YOUR TASK
The data below should be duplicated in full, unchanged.

DATA SHOWN
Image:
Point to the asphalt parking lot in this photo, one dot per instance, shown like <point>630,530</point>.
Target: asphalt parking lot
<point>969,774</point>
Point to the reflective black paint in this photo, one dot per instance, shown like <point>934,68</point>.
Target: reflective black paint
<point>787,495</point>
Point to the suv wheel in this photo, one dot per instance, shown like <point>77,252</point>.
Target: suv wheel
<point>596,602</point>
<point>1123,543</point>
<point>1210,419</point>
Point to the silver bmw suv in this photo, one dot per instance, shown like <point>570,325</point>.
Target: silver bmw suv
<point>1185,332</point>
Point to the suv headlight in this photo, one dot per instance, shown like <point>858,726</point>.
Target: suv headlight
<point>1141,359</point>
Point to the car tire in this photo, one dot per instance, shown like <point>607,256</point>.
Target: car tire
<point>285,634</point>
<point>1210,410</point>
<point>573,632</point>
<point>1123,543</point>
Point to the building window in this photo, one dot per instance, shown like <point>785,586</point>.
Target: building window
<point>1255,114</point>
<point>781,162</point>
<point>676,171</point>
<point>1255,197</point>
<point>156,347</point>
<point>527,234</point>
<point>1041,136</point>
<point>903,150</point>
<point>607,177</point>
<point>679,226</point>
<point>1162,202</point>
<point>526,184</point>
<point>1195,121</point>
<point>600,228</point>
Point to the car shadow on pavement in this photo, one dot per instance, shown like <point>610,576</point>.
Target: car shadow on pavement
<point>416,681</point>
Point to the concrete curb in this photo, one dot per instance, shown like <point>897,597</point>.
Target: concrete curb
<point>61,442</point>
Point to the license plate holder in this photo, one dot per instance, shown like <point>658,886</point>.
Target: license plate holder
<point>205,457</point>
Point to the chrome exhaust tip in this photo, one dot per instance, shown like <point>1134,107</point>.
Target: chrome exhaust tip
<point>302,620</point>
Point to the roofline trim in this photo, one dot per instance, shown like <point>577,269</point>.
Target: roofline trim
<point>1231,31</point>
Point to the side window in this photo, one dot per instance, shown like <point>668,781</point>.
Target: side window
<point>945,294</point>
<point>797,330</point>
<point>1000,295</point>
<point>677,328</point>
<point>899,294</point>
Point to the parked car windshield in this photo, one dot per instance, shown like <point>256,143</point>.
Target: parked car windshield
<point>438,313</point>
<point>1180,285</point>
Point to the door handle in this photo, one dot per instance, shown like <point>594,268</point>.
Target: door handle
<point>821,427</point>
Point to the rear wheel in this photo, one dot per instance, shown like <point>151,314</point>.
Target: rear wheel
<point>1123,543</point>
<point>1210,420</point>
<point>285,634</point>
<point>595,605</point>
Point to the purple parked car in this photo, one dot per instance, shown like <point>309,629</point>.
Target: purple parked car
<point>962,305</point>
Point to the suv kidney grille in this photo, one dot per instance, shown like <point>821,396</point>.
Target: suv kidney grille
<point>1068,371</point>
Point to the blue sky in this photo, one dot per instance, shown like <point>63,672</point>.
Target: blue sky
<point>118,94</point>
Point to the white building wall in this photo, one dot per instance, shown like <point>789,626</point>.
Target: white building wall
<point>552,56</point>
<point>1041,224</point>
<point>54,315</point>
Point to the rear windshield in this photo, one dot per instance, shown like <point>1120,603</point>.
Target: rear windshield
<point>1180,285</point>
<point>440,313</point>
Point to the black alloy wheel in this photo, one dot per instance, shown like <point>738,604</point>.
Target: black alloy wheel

RESULT OF THIS EXERCISE
Image:
Point to the asphalt parking lot in this photo, one dot per instance, shown like <point>630,530</point>.
Target: asphalt parking lot
<point>969,774</point>
Point to the reflective black paint in this photo, one dot per instance, shown like <point>934,68</point>.
Target: reflective black paint
<point>787,495</point>
Point to the suv wheel in this photo, one dot per instance, shown like <point>77,252</point>.
Target: suv wheel
<point>596,602</point>
<point>1123,543</point>
<point>1210,419</point>
Point to the silver bmw suv in this photo, one dot per instance, shown like <point>570,325</point>.
Target: silver bmw suv
<point>1185,332</point>
Point to the suv headlight in this photo, one dot per instance, shown like <point>858,726</point>.
Target: suv headlight
<point>1141,359</point>
Point to the car tire in this photo, one dot per instance, shown like <point>607,256</point>.
Target: car tire
<point>285,634</point>
<point>1210,410</point>
<point>573,632</point>
<point>1123,543</point>
Point to the building window in this photo, one dot per instance, shown like <point>785,586</point>.
Target: building window
<point>1255,114</point>
<point>781,162</point>
<point>676,171</point>
<point>1255,197</point>
<point>156,347</point>
<point>527,234</point>
<point>1041,136</point>
<point>903,150</point>
<point>607,177</point>
<point>679,226</point>
<point>1162,202</point>
<point>526,184</point>
<point>1195,121</point>
<point>600,228</point>
Point to the car shadow on pavement in this photo, one dot per instance, shown like <point>610,576</point>.
Target: car shadow on pavement
<point>416,681</point>
Point to the concrete curb in this photo, one dot per instance, shown like <point>897,597</point>.
Target: concrete curb
<point>61,442</point>
Point to the license plate holder in this photo, one dot per instance, shown like <point>658,886</point>.
Target: license plate holder
<point>205,457</point>
Point to the chrome exhaust tip in this photo, one dot per instance, shown like <point>1134,107</point>.
Target: chrome exhaust tip
<point>302,620</point>
Point to the roofline trim in this photo, one dot per instance, shown like <point>577,269</point>.
Target: roofline trim
<point>1231,31</point>
Point to the side window in this photo, one dot per instance, shown like <point>668,781</point>.
Target: side window
<point>945,294</point>
<point>797,330</point>
<point>1000,295</point>
<point>677,328</point>
<point>899,294</point>
Point to the parked car windshield in this photo, one dot per instance, shown like <point>256,143</point>.
Target: parked car windshield
<point>438,313</point>
<point>1180,285</point>
Point to the door handle in this photo, one dot per instance, shown like <point>594,268</point>.
Target: door handle
<point>821,427</point>
Point to the rear wheel in this photo, one dot per instance, shown like <point>151,314</point>.
Target: rear wheel
<point>1123,543</point>
<point>1210,420</point>
<point>285,634</point>
<point>595,605</point>
Point to the purple parked car in this photo, one dot per instance, shown like <point>309,629</point>.
Target: purple parked car
<point>962,305</point>
Point to the suv kidney grille in this photo, one dot per instance, shown like <point>821,396</point>.
Target: suv kidney grille
<point>1068,371</point>
Point to the blue sky in this photo, one dot per instance, shown like <point>63,672</point>.
Target: blue sky
<point>118,94</point>
Point to the white building wall in this photo, one dot per instance, shown like <point>789,626</point>.
Target: white building wall
<point>552,56</point>
<point>1041,224</point>
<point>54,315</point>
Point to the rear windshield in this photo, one dot per instance, shown like <point>1120,603</point>.
Target: rear windshield
<point>1180,285</point>
<point>440,313</point>
Point to the black alloy wheel in this photo, one dot per instance, shown like <point>738,604</point>.
Target: black alloy wheel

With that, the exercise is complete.